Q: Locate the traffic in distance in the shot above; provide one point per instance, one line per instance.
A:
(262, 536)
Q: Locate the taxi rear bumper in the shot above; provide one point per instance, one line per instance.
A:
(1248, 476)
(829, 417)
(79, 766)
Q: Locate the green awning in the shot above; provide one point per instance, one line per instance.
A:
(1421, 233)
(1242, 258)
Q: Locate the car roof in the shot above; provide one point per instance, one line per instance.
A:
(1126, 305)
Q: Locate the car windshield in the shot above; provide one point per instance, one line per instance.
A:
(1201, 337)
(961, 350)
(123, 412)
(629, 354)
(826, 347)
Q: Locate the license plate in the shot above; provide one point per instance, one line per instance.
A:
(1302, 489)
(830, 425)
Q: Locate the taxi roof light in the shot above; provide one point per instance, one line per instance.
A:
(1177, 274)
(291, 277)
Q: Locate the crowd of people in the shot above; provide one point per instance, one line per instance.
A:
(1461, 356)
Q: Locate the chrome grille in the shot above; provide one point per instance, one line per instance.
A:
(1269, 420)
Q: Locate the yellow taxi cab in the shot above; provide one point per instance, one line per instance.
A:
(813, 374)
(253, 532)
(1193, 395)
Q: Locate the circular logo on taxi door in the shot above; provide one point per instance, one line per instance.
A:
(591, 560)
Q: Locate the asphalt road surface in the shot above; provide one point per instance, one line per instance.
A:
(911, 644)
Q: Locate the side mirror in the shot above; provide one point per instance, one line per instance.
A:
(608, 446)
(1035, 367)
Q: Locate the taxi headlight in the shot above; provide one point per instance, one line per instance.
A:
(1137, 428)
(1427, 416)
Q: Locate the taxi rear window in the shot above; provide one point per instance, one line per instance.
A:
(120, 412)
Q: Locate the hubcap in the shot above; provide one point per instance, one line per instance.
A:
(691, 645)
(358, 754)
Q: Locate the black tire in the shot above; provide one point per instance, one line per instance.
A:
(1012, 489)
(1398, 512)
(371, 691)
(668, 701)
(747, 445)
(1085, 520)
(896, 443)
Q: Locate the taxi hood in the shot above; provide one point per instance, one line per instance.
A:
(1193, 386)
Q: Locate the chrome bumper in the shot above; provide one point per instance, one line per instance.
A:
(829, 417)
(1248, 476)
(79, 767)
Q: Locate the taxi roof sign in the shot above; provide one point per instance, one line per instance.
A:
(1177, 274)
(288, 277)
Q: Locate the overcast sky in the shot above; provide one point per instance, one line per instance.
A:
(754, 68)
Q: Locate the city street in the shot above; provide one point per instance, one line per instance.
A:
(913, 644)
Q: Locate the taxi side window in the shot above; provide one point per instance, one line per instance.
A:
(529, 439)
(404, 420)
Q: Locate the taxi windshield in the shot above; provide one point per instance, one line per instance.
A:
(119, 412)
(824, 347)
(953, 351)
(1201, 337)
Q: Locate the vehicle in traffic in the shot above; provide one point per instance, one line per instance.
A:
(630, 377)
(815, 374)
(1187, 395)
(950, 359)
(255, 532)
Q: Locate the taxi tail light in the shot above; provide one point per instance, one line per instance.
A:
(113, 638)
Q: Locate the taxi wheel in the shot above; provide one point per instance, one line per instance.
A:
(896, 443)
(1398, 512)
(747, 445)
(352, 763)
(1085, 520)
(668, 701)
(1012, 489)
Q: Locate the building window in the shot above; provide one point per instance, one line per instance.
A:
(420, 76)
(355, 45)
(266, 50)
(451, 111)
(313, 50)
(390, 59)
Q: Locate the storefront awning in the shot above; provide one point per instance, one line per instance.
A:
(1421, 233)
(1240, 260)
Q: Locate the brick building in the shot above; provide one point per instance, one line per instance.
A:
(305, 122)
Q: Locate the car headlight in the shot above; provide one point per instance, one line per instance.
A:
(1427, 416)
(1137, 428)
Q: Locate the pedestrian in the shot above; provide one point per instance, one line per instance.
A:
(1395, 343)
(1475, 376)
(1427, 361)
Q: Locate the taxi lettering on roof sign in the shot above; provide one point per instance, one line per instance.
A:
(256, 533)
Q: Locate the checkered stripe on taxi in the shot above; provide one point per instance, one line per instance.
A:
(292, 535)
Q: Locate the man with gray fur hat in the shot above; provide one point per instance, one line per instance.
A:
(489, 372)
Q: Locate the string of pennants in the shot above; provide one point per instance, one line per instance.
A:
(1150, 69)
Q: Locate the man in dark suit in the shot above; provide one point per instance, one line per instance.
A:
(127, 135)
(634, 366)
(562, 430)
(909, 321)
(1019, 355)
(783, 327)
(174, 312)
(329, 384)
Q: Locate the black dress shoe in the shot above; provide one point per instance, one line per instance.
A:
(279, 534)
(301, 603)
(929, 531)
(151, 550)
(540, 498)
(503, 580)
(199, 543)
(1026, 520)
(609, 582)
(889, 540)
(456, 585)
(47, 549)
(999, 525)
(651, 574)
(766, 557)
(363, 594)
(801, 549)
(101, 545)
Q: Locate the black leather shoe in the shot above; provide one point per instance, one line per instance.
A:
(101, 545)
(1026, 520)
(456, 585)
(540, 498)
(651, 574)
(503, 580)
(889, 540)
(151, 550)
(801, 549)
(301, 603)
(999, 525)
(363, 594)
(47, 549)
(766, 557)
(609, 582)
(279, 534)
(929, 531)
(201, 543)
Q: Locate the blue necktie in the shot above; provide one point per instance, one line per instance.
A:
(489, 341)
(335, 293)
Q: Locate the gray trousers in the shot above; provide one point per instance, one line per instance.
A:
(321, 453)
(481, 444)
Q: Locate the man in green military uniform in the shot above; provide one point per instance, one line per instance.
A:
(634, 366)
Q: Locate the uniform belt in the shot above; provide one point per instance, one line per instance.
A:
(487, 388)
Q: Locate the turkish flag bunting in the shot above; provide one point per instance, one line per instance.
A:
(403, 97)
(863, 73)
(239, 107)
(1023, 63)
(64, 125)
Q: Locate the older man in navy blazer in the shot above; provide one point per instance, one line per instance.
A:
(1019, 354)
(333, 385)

==============================

Exercise objective: Nothing but the lines from the one containing "Q: Locate the older" through the last line of the data above should be set down, word for word.

Result:
Q: Locate the older man in navy blazer in the shot above; provide one point per instance, one line per instance.
A:
(1019, 354)
(333, 385)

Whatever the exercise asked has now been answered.